## Short problem
Reproduce every one of the records below word for word, line by line, with nothing altered.

## Provided material
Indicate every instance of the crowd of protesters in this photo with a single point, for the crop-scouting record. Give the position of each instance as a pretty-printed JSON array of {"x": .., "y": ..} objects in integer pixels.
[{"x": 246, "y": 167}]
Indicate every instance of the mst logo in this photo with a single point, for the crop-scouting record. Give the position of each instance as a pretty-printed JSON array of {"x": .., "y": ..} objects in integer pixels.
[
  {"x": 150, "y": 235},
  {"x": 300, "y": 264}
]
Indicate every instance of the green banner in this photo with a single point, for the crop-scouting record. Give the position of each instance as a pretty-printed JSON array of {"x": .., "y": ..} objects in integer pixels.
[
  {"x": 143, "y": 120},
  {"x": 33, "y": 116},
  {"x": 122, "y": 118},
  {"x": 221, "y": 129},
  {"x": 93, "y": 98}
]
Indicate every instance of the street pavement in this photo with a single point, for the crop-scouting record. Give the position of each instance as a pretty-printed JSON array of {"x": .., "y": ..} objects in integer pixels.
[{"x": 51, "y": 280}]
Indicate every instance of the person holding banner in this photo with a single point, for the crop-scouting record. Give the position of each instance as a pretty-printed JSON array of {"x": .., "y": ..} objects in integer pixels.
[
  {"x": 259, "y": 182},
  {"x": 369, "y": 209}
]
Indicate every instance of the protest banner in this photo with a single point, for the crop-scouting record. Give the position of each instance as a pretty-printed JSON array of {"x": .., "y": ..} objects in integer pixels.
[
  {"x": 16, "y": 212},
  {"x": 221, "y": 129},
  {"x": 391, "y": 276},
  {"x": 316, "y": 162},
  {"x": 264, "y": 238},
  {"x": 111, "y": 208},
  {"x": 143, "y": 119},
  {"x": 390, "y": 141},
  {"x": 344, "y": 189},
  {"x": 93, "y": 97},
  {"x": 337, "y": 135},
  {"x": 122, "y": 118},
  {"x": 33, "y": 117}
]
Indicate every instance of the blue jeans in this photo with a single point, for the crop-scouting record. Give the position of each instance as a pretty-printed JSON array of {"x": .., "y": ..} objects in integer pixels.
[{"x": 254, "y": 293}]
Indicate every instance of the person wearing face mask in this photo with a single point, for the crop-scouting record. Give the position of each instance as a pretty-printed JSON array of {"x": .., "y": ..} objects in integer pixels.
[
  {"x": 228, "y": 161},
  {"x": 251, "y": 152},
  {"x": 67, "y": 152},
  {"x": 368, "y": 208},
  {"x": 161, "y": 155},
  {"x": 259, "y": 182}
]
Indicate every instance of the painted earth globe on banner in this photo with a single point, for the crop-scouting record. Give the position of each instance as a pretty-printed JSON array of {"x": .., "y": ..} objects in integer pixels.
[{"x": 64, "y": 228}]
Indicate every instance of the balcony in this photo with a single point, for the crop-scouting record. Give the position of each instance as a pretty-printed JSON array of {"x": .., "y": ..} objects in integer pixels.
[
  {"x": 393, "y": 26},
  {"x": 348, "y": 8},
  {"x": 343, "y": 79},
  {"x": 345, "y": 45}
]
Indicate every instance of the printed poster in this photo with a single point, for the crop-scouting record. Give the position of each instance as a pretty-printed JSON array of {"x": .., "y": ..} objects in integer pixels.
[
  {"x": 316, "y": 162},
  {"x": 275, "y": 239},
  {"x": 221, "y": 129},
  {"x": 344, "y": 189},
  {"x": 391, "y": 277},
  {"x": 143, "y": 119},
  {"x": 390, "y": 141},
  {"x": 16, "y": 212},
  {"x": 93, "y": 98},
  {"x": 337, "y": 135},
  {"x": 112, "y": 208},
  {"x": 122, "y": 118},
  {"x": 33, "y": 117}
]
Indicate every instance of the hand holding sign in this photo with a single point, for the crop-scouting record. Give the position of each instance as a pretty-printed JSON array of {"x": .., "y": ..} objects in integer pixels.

## Completed exercise
Indicate every instance of the crowd of protesters in this photo with a single point, for the crop-scouting record. Give the position of each instance as a pretty-printed JSON array of {"x": .., "y": ..} objects in integer pixels.
[{"x": 246, "y": 167}]
Indicate every instance of the mst logo in this photo with a single point, for the crop-scouting record. Give the position of each instance as a pretty-printed JSON array of {"x": .., "y": ..} objects in integer pixels.
[
  {"x": 150, "y": 235},
  {"x": 300, "y": 264}
]
Indicate every instance of the green banner in this photo with a single point, for the crop-scouting record. Give the position of each instance as a pretty-printed JSON array of {"x": .., "y": ..} objects in integer pixels.
[
  {"x": 143, "y": 120},
  {"x": 33, "y": 116},
  {"x": 122, "y": 118},
  {"x": 221, "y": 129},
  {"x": 93, "y": 98}
]
Indicate every instance of the street pavement in this photo with a single point, for the crop-scouting record. Give the position of each instance as a pretty-printed JSON array of {"x": .., "y": ..} objects in integer pixels.
[{"x": 51, "y": 280}]
Indicate every instance of the person holding banner in this photo with a single point, for the crop-scouting record. Give the position of each instance as a pretty-printed JSON array of {"x": .., "y": ..} objects in integer pixels.
[
  {"x": 259, "y": 182},
  {"x": 369, "y": 209}
]
Indicate every instance of the protest banner in this photo with a single point, for the crop-scouting record. Give the position of each instance as a pretty-printed JSON array of {"x": .., "y": ..} objects in integer pixels.
[
  {"x": 16, "y": 212},
  {"x": 221, "y": 129},
  {"x": 391, "y": 276},
  {"x": 316, "y": 162},
  {"x": 264, "y": 238},
  {"x": 111, "y": 208},
  {"x": 143, "y": 119},
  {"x": 390, "y": 141},
  {"x": 344, "y": 189},
  {"x": 93, "y": 97},
  {"x": 337, "y": 135},
  {"x": 122, "y": 118},
  {"x": 33, "y": 117}
]
Indicate every instance of the blue jeans in this photo with a single point, for the crop-scouting record. Give the position of each instance as a pretty-printed JSON array of {"x": .., "y": ..} objects in integer pixels.
[{"x": 254, "y": 293}]
Indicate every instance of the person wearing face mask in this photo with a single point, for the crop-scouting record. Give the position of each instance as a pretty-printed JSON array of {"x": .., "y": ..} objects in integer pixels.
[
  {"x": 228, "y": 161},
  {"x": 251, "y": 152},
  {"x": 67, "y": 152},
  {"x": 368, "y": 208},
  {"x": 161, "y": 155},
  {"x": 259, "y": 182}
]
Indicate every instance of the painted earth globe on banner in this photo with a single point, for the crop-scouting record. Give the position of each instance as a pretty-printed JSON array of {"x": .., "y": ..} objects in integer pixels.
[{"x": 64, "y": 228}]
Indicate every instance of the balcony in this photo with a single point, for the crop-scouting record. Give the position of each instance as a pretty-printed JSON array of {"x": .., "y": ..} objects in integer pixels.
[
  {"x": 393, "y": 26},
  {"x": 348, "y": 8},
  {"x": 343, "y": 79},
  {"x": 345, "y": 45}
]
Indicate every instance of the printed poster in this photo with a single point, for the crop-scouting record. Give the position of each instance as a pretty-printed JSON array of {"x": .., "y": ..} objects in integer pixels.
[
  {"x": 316, "y": 162},
  {"x": 275, "y": 239},
  {"x": 221, "y": 129},
  {"x": 344, "y": 189},
  {"x": 391, "y": 277},
  {"x": 143, "y": 119},
  {"x": 390, "y": 141},
  {"x": 16, "y": 212},
  {"x": 93, "y": 98},
  {"x": 337, "y": 135},
  {"x": 112, "y": 208},
  {"x": 122, "y": 118},
  {"x": 33, "y": 117}
]
Indicate every instance of the hand holding sign in this photo with a single point, for the crop-scouting record. Give the position of each instance as a pretty-printed JSON array of {"x": .., "y": ..} objects in integer pixels.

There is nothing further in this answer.